WHAT THE TASK REQUIRES: Every line with "rough" in it must be copied from the data.

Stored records
== Segment start ==

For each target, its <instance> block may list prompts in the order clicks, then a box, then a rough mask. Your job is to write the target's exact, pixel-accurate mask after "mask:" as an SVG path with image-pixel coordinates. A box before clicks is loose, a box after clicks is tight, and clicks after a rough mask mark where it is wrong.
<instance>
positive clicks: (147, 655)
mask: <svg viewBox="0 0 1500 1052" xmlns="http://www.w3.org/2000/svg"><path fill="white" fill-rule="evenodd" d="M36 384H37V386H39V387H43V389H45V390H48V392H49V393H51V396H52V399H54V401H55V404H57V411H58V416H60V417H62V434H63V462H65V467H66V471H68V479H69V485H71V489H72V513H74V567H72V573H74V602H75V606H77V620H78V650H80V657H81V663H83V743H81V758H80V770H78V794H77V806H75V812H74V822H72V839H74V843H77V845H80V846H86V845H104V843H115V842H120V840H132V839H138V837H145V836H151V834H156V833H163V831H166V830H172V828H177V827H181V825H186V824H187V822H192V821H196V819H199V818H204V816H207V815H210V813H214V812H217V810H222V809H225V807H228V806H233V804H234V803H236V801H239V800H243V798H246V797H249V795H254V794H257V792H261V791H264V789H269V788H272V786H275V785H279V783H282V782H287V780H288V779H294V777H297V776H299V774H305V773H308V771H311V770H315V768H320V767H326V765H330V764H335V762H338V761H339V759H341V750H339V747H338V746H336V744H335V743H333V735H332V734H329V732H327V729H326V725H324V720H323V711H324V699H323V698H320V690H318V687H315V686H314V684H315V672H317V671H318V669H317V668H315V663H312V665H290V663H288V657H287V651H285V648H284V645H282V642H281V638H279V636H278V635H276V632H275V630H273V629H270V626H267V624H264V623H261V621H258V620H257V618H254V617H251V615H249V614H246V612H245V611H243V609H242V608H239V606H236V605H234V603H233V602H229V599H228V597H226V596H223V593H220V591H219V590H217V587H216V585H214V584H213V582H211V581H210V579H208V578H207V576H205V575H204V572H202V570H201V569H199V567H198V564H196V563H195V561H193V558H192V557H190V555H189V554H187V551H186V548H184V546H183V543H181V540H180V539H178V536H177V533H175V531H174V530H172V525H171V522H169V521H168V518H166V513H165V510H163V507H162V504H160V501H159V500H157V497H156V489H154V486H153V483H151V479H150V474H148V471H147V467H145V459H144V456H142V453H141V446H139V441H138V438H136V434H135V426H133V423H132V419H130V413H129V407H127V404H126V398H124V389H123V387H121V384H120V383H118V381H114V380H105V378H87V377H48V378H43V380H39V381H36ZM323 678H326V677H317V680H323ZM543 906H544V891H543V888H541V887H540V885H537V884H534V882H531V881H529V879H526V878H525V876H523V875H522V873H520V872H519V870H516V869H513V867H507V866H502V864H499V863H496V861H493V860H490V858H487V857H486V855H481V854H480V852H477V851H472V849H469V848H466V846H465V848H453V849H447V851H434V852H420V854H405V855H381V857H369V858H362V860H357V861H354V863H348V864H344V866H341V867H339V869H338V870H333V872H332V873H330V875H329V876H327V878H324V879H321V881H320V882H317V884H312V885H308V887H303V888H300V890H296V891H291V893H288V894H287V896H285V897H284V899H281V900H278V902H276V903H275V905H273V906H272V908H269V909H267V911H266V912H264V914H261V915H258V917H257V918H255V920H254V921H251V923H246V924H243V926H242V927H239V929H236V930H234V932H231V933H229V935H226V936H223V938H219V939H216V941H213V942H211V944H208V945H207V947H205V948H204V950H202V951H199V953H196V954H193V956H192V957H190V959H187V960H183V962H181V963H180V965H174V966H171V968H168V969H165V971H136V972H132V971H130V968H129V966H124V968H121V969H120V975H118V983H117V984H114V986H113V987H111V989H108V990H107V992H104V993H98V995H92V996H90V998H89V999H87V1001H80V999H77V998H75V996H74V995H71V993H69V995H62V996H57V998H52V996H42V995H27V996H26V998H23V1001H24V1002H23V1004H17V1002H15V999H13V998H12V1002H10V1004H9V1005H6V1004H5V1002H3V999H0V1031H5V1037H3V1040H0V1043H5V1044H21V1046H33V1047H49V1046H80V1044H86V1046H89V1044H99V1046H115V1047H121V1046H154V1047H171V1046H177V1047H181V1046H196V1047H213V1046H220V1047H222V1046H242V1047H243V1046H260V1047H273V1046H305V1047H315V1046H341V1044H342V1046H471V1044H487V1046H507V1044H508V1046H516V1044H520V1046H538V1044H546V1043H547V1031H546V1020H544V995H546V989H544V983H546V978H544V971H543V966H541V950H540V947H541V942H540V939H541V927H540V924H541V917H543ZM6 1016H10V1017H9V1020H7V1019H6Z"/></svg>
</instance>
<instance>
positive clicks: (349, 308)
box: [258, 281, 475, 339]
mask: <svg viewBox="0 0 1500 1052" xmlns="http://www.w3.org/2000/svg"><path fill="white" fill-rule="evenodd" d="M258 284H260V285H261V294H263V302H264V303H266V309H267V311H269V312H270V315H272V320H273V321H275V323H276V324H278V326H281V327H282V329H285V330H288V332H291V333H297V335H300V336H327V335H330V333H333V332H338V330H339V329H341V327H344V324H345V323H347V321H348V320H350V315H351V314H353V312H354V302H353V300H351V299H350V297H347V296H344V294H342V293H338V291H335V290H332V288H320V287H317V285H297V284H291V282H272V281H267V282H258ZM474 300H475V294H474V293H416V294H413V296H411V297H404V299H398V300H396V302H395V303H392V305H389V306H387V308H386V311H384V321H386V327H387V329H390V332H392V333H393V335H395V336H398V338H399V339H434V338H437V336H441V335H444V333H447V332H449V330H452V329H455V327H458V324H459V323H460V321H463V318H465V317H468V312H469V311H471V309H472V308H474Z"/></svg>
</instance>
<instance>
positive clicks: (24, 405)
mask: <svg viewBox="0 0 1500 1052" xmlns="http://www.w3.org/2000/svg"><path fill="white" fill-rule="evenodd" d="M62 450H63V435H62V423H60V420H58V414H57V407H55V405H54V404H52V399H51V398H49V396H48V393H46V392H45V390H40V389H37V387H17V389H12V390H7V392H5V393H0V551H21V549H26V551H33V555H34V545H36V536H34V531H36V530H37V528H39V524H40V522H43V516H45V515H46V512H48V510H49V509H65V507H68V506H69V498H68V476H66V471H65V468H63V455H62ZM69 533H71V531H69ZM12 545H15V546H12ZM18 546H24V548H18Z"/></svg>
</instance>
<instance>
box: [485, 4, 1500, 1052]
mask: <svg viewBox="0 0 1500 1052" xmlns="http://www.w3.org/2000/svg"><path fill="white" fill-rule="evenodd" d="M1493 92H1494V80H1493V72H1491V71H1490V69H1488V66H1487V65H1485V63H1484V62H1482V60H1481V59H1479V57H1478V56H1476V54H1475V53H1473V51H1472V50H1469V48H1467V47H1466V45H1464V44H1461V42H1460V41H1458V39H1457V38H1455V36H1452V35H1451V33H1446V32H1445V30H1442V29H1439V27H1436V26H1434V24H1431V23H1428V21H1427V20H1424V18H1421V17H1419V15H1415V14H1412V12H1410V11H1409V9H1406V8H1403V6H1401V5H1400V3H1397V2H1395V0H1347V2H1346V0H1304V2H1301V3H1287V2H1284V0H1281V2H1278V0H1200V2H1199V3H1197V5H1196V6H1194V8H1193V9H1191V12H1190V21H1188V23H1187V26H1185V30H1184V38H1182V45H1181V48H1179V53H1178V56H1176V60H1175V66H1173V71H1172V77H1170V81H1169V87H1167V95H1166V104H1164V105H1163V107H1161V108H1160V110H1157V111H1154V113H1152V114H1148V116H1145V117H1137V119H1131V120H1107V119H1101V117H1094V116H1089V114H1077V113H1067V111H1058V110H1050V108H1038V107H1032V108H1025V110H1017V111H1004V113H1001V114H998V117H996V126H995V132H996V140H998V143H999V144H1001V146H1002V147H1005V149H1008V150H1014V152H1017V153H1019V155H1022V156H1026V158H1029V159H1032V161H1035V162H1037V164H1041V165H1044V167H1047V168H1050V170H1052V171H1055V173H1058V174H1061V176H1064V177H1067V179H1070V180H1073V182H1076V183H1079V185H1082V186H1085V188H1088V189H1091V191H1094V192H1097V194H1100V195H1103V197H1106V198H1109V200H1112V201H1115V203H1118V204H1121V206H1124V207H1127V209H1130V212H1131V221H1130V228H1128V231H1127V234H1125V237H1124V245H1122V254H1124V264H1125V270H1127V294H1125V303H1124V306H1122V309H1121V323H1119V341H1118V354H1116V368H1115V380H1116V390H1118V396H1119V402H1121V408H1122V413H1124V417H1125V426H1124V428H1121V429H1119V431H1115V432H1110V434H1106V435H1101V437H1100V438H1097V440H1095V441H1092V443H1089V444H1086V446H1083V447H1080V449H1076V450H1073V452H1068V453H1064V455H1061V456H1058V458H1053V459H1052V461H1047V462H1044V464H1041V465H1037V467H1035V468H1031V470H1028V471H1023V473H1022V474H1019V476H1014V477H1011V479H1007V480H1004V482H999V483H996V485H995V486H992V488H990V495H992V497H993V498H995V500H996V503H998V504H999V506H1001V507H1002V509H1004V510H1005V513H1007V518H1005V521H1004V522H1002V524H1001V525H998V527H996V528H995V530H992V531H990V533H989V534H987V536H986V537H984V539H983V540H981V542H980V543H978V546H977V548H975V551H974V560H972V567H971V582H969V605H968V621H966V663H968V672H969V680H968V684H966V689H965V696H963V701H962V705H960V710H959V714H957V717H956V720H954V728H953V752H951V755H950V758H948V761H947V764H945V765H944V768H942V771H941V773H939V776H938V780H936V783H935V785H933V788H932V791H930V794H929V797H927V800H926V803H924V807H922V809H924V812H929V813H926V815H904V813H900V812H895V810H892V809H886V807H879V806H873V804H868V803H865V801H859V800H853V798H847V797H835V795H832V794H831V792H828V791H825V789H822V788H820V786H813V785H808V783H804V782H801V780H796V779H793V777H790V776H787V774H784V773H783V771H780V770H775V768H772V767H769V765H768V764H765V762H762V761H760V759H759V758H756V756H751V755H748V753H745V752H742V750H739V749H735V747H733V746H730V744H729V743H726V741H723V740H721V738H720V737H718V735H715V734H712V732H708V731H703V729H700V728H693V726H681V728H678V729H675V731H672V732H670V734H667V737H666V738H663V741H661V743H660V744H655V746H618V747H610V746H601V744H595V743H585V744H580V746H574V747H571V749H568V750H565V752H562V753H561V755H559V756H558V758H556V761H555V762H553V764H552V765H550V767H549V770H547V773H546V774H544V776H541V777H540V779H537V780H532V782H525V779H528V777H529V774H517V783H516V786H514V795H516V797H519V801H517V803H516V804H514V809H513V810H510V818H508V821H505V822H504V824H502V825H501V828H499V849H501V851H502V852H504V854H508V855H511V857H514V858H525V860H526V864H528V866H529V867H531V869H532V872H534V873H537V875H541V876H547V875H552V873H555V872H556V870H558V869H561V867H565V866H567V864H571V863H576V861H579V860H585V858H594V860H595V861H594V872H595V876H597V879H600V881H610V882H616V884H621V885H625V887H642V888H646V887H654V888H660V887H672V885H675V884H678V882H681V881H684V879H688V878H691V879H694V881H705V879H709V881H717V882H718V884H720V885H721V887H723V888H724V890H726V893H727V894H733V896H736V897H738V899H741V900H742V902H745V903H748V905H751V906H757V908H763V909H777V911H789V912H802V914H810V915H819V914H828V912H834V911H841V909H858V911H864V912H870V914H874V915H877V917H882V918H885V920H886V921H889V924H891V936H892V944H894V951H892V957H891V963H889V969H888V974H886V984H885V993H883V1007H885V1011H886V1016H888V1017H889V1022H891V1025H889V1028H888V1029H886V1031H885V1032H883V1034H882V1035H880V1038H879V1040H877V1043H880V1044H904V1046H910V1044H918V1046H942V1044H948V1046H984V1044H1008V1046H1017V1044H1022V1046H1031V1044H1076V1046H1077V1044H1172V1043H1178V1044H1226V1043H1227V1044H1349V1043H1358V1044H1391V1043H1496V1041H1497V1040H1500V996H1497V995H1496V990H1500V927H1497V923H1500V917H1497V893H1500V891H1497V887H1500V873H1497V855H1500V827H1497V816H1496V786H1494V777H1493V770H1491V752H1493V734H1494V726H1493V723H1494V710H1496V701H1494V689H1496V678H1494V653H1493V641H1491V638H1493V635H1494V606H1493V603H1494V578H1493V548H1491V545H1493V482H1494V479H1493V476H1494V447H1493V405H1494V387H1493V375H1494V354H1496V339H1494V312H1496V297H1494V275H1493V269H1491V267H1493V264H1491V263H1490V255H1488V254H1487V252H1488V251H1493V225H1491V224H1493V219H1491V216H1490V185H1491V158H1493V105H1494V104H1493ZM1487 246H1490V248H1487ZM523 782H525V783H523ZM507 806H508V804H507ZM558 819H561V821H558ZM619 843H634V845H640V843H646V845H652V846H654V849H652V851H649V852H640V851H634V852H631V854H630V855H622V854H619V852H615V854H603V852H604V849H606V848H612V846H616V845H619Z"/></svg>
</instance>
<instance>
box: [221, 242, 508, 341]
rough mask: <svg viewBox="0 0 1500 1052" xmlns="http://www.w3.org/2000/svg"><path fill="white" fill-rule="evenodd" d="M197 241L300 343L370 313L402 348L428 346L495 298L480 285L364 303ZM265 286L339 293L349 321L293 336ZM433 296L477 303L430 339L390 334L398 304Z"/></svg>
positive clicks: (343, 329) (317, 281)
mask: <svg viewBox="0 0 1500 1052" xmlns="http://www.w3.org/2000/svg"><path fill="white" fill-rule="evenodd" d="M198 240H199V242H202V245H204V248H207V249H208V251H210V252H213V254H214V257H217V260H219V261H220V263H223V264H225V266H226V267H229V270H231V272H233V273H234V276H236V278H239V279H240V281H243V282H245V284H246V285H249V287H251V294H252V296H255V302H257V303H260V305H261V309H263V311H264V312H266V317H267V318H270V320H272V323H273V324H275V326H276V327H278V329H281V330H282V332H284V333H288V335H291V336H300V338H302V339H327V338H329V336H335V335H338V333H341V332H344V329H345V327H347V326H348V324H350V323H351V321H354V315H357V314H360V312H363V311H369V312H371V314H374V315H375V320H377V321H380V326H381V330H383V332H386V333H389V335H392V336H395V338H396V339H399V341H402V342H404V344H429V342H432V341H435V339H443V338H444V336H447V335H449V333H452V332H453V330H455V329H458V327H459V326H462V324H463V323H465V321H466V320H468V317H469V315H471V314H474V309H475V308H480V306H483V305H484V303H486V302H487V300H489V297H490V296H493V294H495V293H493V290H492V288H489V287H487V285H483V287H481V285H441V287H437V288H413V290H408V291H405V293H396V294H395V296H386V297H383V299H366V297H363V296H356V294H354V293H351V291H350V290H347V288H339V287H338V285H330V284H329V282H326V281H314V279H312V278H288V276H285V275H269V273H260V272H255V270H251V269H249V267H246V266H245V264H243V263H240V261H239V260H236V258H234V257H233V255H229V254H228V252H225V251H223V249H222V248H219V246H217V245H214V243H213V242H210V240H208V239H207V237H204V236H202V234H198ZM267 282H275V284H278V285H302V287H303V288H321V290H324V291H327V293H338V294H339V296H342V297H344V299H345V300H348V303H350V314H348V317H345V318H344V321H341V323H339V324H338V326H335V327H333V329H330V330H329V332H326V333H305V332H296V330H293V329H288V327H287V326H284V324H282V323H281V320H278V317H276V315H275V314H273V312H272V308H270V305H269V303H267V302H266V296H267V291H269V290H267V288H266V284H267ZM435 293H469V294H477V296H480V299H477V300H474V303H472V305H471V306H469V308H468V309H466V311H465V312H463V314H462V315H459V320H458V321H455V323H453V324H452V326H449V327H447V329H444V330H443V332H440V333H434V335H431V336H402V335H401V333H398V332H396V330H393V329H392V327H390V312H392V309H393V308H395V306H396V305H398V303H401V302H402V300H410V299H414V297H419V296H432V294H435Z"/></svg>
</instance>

== Segment end ==

RESULT OF THIS TASK:
For each target, its <instance> block may list prompts in the order clicks, then a box, then a rough mask. Your job is to write the target's exact, pixel-accurate mask after "mask:" as an SVG path with image-pixel coordinates. A box before clicks is loose, a box after clicks is tight, and clicks after a rough mask mark where it is wrong.
rough mask: <svg viewBox="0 0 1500 1052" xmlns="http://www.w3.org/2000/svg"><path fill="white" fill-rule="evenodd" d="M197 241L300 343L370 313L402 348L428 346L495 298L480 285L364 303ZM265 286L339 293L349 321L293 336ZM433 296L477 303L430 339L390 334L398 304Z"/></svg>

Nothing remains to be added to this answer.